=== Brief ===
All of the listing below must be repeated word for word. Pictures are the only thing to omit.

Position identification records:

━━━━

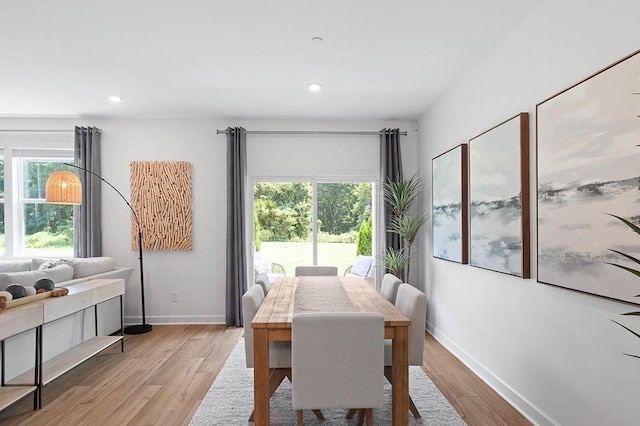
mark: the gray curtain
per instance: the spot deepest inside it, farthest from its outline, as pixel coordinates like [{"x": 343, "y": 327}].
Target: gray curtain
[
  {"x": 236, "y": 254},
  {"x": 390, "y": 170},
  {"x": 88, "y": 216}
]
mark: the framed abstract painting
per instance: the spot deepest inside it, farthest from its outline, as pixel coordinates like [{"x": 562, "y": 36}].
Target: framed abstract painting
[
  {"x": 588, "y": 139},
  {"x": 450, "y": 205},
  {"x": 499, "y": 197}
]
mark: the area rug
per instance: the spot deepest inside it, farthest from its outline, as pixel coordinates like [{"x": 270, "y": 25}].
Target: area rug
[{"x": 229, "y": 401}]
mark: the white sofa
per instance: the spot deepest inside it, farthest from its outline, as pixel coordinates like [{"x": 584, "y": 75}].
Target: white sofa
[{"x": 62, "y": 334}]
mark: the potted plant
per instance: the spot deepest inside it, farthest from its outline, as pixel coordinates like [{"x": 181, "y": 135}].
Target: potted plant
[
  {"x": 636, "y": 272},
  {"x": 400, "y": 194}
]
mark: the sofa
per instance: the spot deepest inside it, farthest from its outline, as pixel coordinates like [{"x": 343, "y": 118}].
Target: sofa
[{"x": 62, "y": 334}]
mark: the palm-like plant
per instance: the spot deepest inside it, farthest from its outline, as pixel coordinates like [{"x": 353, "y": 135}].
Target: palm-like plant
[
  {"x": 636, "y": 272},
  {"x": 400, "y": 194}
]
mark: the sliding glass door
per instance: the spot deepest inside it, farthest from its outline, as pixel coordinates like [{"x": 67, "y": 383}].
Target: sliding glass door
[{"x": 311, "y": 222}]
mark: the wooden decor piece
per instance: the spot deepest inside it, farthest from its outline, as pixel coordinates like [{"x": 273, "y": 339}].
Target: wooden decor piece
[
  {"x": 588, "y": 158},
  {"x": 450, "y": 205},
  {"x": 41, "y": 295},
  {"x": 499, "y": 196},
  {"x": 161, "y": 195}
]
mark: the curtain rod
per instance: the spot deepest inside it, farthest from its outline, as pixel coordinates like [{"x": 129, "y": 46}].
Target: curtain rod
[
  {"x": 39, "y": 131},
  {"x": 308, "y": 132}
]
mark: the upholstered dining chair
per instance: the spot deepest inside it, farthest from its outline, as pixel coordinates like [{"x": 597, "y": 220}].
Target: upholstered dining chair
[
  {"x": 263, "y": 281},
  {"x": 389, "y": 287},
  {"x": 337, "y": 358},
  {"x": 279, "y": 352},
  {"x": 316, "y": 271},
  {"x": 413, "y": 303}
]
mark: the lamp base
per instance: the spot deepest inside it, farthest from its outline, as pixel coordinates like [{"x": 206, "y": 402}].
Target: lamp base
[{"x": 138, "y": 329}]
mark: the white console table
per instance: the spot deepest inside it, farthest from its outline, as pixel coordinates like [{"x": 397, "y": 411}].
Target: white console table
[{"x": 35, "y": 315}]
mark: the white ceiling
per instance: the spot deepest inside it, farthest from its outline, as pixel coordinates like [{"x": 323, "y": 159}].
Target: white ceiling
[{"x": 380, "y": 59}]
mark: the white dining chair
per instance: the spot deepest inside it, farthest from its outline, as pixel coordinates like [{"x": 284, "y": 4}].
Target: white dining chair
[
  {"x": 389, "y": 287},
  {"x": 413, "y": 303},
  {"x": 337, "y": 359},
  {"x": 263, "y": 281},
  {"x": 316, "y": 271}
]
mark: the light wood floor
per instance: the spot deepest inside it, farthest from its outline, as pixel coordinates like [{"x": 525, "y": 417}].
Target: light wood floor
[{"x": 163, "y": 375}]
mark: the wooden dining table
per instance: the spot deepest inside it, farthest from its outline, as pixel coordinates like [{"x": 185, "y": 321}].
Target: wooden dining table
[{"x": 290, "y": 295}]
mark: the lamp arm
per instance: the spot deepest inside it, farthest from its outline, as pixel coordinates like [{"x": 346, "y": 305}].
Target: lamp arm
[
  {"x": 144, "y": 327},
  {"x": 135, "y": 215}
]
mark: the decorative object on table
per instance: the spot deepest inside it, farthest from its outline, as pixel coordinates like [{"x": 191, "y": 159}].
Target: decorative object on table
[
  {"x": 450, "y": 205},
  {"x": 44, "y": 284},
  {"x": 499, "y": 198},
  {"x": 64, "y": 187},
  {"x": 400, "y": 194},
  {"x": 161, "y": 192},
  {"x": 588, "y": 159},
  {"x": 8, "y": 298}
]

━━━━

=== Written answer ===
mark: the gray curtain
per instance: the spot deepest inside it, farthest from its outline, as pixel coordinates like [{"x": 343, "y": 327}].
Target: gray curtain
[
  {"x": 236, "y": 254},
  {"x": 390, "y": 170},
  {"x": 88, "y": 216}
]
mark: the framed abstract painting
per instance: the spot deepest inside it, farthest from its outline, as pixel coordinates like [{"x": 562, "y": 36}].
Target: framed abstract painting
[
  {"x": 588, "y": 139},
  {"x": 450, "y": 205},
  {"x": 499, "y": 197}
]
mark: the area rug
per instance: the spot deepest inside it, farthest from its outline, as pixel coordinates like [{"x": 270, "y": 25}].
Target: area rug
[{"x": 229, "y": 401}]
mark: the white sofa
per instance: the spot deepest inside it, farthest from its outline, as pixel coordinates like [{"x": 584, "y": 75}].
Target: white sofa
[{"x": 62, "y": 334}]
mark: the potted plant
per instance: the spot deepest inside it, farthest from its outline, as pixel coordinates like [{"x": 181, "y": 135}].
Target: potted plant
[
  {"x": 636, "y": 272},
  {"x": 400, "y": 194}
]
mark: the sofa
per instance: the spot deepest inside it, farthest from its outline, as pixel coordinates like [{"x": 343, "y": 118}].
Target: sofa
[{"x": 62, "y": 334}]
mark: the palm-like plant
per instance: the spot deepest inside it, farthest from its outline, as pixel coordinates like [{"x": 353, "y": 135}].
Target: palm-like plant
[
  {"x": 636, "y": 272},
  {"x": 400, "y": 194}
]
mark: the sliding glass door
per instance: the spot deepest inside it, farthest from its outline, as pixel coordinates like [{"x": 67, "y": 383}].
Target: sliding glass door
[{"x": 311, "y": 222}]
mark: the wooden decor piece
per instance: the spot deepest inside it, farthest from its outline, as pixel coordinates like [{"x": 273, "y": 339}].
Target: wooden decor piece
[
  {"x": 588, "y": 158},
  {"x": 450, "y": 205},
  {"x": 41, "y": 295},
  {"x": 499, "y": 196},
  {"x": 161, "y": 195}
]
mark: the curtain rod
per instance: the spot deepest inside it, farthest from its outline, as pixel coordinates like [{"x": 129, "y": 46}].
Target: curtain rod
[
  {"x": 39, "y": 131},
  {"x": 308, "y": 132}
]
mark: the upholstered dining chair
per instance: the spot deepest inside it, farthest from its outline, as pixel coordinates like [{"x": 597, "y": 220}].
Target: upholstered dining chair
[
  {"x": 263, "y": 281},
  {"x": 389, "y": 287},
  {"x": 337, "y": 358},
  {"x": 279, "y": 352},
  {"x": 316, "y": 271},
  {"x": 413, "y": 303}
]
mark: the lamp base
per instance: the spot deepest inside it, farthest from its outline, as pixel coordinates like [{"x": 206, "y": 402}].
Target: lamp base
[{"x": 138, "y": 329}]
mark: the white console table
per instance: the spot deepest inside it, farthest from its outline, as pixel coordinates like [{"x": 397, "y": 411}].
Target: white console table
[{"x": 35, "y": 315}]
mark: the white ceiling
per instance: the spot deepest inside it, farthest from its outline, as pixel coordinates like [{"x": 323, "y": 159}].
Target: white ceiling
[{"x": 380, "y": 59}]
mark: the white dining chair
per instance: the spot deepest inside it, farthest from its outline, as pixel coordinates like [{"x": 284, "y": 4}].
Target: white dining chair
[
  {"x": 389, "y": 287},
  {"x": 413, "y": 303},
  {"x": 337, "y": 359},
  {"x": 263, "y": 281},
  {"x": 316, "y": 271}
]
mark: the light wood floor
per instance: the spot deepest inside it, farthest from its outline, as pixel coordinates like [{"x": 525, "y": 417}].
Target: light wood floor
[{"x": 163, "y": 375}]
mark: the wooden dining table
per instance: the spot deepest inside it, farthest from its outline, as pixel coordinates like [{"x": 185, "y": 321}].
Target: wooden dining table
[{"x": 290, "y": 295}]
mark: the lamp arm
per instance: the spot deepest inside it, farthest from its outline, as pixel coordinates like [{"x": 346, "y": 305}].
Target: lamp arm
[
  {"x": 144, "y": 327},
  {"x": 135, "y": 215}
]
mark: the decorative object on table
per instance: the spot deepest inside it, farthest from its outline, as pixel coordinates like [{"x": 191, "y": 159}].
Target: decorative object on table
[
  {"x": 450, "y": 205},
  {"x": 44, "y": 284},
  {"x": 499, "y": 198},
  {"x": 64, "y": 187},
  {"x": 400, "y": 194},
  {"x": 161, "y": 192},
  {"x": 588, "y": 159},
  {"x": 8, "y": 298}
]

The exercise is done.